Write out the listing below without alteration, omitting its pictures.

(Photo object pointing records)
--------------------------------
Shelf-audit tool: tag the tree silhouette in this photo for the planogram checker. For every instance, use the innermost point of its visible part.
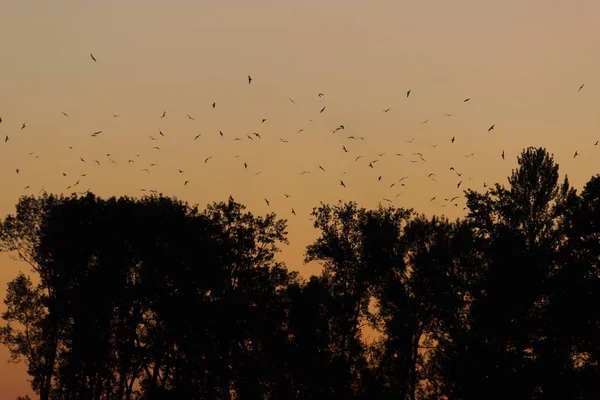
(153, 298)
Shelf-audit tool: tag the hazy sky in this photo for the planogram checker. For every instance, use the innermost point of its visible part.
(520, 62)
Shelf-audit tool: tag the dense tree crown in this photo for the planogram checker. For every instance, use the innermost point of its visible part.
(155, 299)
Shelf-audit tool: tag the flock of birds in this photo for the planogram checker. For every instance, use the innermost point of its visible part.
(417, 157)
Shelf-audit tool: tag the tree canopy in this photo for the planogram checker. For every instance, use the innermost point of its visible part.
(152, 298)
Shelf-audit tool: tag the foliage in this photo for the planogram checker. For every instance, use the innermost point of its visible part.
(154, 298)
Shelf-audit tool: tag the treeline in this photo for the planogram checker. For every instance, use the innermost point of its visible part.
(154, 299)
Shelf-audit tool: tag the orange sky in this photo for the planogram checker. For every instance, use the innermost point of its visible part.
(520, 62)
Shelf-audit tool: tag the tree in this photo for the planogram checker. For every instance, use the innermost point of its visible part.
(147, 294)
(519, 231)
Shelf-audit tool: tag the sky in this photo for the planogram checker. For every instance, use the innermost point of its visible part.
(521, 63)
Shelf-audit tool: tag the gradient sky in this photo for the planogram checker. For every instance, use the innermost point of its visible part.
(520, 62)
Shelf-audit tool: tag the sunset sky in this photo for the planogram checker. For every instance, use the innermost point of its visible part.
(520, 62)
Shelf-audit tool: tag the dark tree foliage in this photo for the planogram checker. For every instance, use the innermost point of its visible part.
(155, 299)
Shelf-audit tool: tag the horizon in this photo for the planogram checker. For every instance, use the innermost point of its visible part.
(521, 65)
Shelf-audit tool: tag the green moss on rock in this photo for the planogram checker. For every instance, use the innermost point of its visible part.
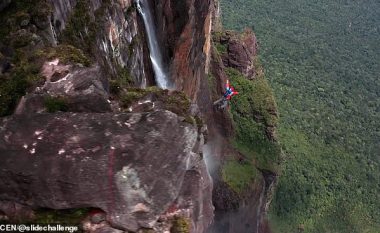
(65, 54)
(55, 104)
(238, 175)
(253, 111)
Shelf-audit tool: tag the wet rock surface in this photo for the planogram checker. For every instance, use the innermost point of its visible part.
(124, 164)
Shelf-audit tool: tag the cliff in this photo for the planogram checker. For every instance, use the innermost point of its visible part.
(82, 130)
(77, 134)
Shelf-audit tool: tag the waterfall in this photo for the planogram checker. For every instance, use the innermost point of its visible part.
(155, 53)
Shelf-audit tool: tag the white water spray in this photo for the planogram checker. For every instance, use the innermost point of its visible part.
(155, 53)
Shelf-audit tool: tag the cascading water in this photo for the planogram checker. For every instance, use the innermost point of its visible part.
(155, 53)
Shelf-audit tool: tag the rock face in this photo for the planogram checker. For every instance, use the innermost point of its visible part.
(185, 29)
(118, 38)
(53, 160)
(240, 51)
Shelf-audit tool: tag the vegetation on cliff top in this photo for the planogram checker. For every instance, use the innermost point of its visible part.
(253, 110)
(321, 58)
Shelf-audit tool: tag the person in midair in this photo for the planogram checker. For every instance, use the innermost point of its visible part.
(230, 91)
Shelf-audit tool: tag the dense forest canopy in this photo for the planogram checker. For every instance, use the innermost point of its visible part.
(323, 61)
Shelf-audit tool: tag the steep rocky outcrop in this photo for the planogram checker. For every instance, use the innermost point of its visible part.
(185, 30)
(53, 160)
(84, 135)
(238, 51)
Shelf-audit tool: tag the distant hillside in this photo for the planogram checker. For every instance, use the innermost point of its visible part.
(322, 58)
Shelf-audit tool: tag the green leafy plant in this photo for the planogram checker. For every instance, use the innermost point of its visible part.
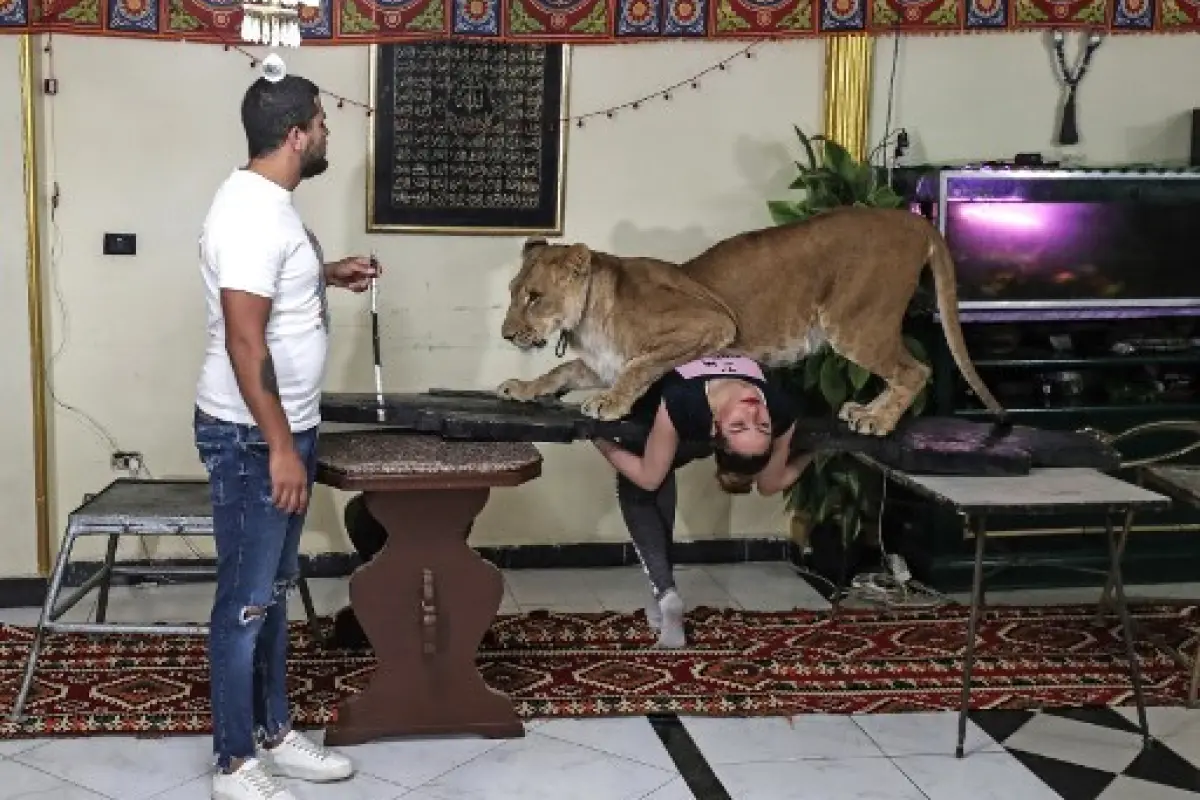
(835, 489)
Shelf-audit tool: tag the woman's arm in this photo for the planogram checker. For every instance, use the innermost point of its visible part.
(780, 473)
(651, 469)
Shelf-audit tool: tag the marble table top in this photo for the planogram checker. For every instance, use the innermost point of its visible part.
(925, 445)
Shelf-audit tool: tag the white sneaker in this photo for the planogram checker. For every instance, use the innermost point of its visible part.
(249, 782)
(300, 758)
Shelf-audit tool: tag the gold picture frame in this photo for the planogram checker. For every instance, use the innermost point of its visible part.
(553, 208)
--------------------------------
** OUTPUT OF THE EXERCISE **
Shelf-audit tool: tag the tree silhouette in this photo for the planogram checker. For every instance, use the innermost point of its visible part.
(153, 298)
Shelf-audit tool: tag the hazy sky in this photo for the planogram checker. For every instance, use the innermost point of its visible part.
(520, 62)
Shelf-audit tool: tag the dense tree crown in this photo for the planogram checker. For every instance, use the innermost point of its visible part.
(155, 299)
Shelf-audit tool: tag the flock of birds in this photo for the planogram checker. For every instance, use the innermost point of its visible part.
(417, 157)
Shelf-audit tool: tag the tree canopy in this photo for the planogram checker. For every instance, use the innermost point of its visible part.
(152, 298)
Shelf-audit tool: tag the foliage in this photo for the planogram checker. For every instance, use the innermost point of its visible part.
(154, 298)
Shelf-audit tool: tag the treeline in this photo for the planogram checker. For every instance, use the innermost point of its visible part.
(154, 299)
Shelf-audit tool: tag the orange sky in this photo for the planogram checker. For every instance, use the innermost point of its visible part.
(520, 62)
Shelf-audit tool: tag the tree in this photo for the planogram checker. For every instance, use the innermost point of its visible part.
(147, 294)
(519, 231)
Shelf-audit tool: tag the sky in this photo for the planogram checker. For every instance, use the innermost point of its visible part.
(521, 63)
Shelf-audit tool: tag the gradient sky in this photo for the planogram checker. For every instance, use the innermost point of its visible part.
(520, 62)
Shelf-audit tool: tag the sunset sky in this photo for the planogram checker. For every instance, use the innermost point of its visible part.
(520, 62)
Shelf-audit tool: tag the dark tree foliage in this photo for the planogram checker. For every instance, use the innermost point of its visible part.
(155, 299)
Shelf-audit tool: tag the horizon in this photo for the planogram checker. For every instance, use the innermost point of its visible part.
(521, 65)
Shelf-audit tool: tag the green moss on rock in this photo for the planogram checker. For every instance, use the innermost point of its visible part.
(65, 54)
(55, 104)
(238, 175)
(253, 111)
Shelf-audit tool: tag the wet rock surface in this photo for the planogram checker. For every instance, use the innermost point of its visible part.
(124, 164)
Shelf-audit tool: tag the cliff in this photo for the planogram checker. For every instance, use the innermost point of its visible part.
(82, 130)
(77, 134)
Shelf-audit tool: tag the waterfall in this photo for the planogram checker. For every instance, use the innermost point of its visible part.
(155, 53)
Shelf-audit tool: tag the white water spray in this photo for the planogram checker. For every instance, use the innermost point of its visible part.
(155, 53)
Shelf-audit tool: tag the cascading water in this photo for the planogram checker. For every instance, use the innermost point of its visible part.
(155, 53)
Shelf-audit tool: tag the rock face in this photo for the planogram checker. For every instance, use the innermost point of its visible part.
(185, 29)
(118, 38)
(53, 160)
(240, 51)
Shelf-audit tool: tag the vegetation on cliff top in this photo for the planogram checker. For every instance, use the innermost point of its visible part.
(253, 110)
(321, 58)
Shelf-audit tool: tag the person in midair in this photo for the planogram checker. For every instance, use the innermost point of its visible part.
(230, 91)
Shelf-audit tool: tag the dense forest canopy in this photo for the planogram checker. For every instance, use the innermost point of its visible part.
(323, 61)
Shelf-audit tool: tag the steep rocky outcrop in this photo for the planogram checker. For every instance, use the innermost point of its visible part.
(185, 30)
(53, 160)
(84, 135)
(238, 51)
Shelf-audit tool: tag the distant hillside in this photo for the planogram checker. For every instance, use the innermost point of its visible part.
(322, 58)
Shelf-audit tool: tag the green leafy plant in this photo for the planogram checker. For every instance, use the innermost point of its visible part.
(835, 489)
Shelf-audit tool: tag the woman's arm in this photo for the planogram checker. For every instance, use the innermost point of its visible part.
(780, 473)
(651, 469)
Shelf-audit tool: tag the marble table top in this photo for the planogram checker. For every instance, use the innermost point of its visible part.
(925, 445)
Shelf-audit tool: tag the white sneaker in this photo for the planogram checker. For every instance, use the innermost point of its visible part.
(249, 782)
(300, 758)
Shelf-audit tool: tag the gold picture frame in this photo for the planogram checker. For every instance, use the innermost point of its visible part.
(553, 208)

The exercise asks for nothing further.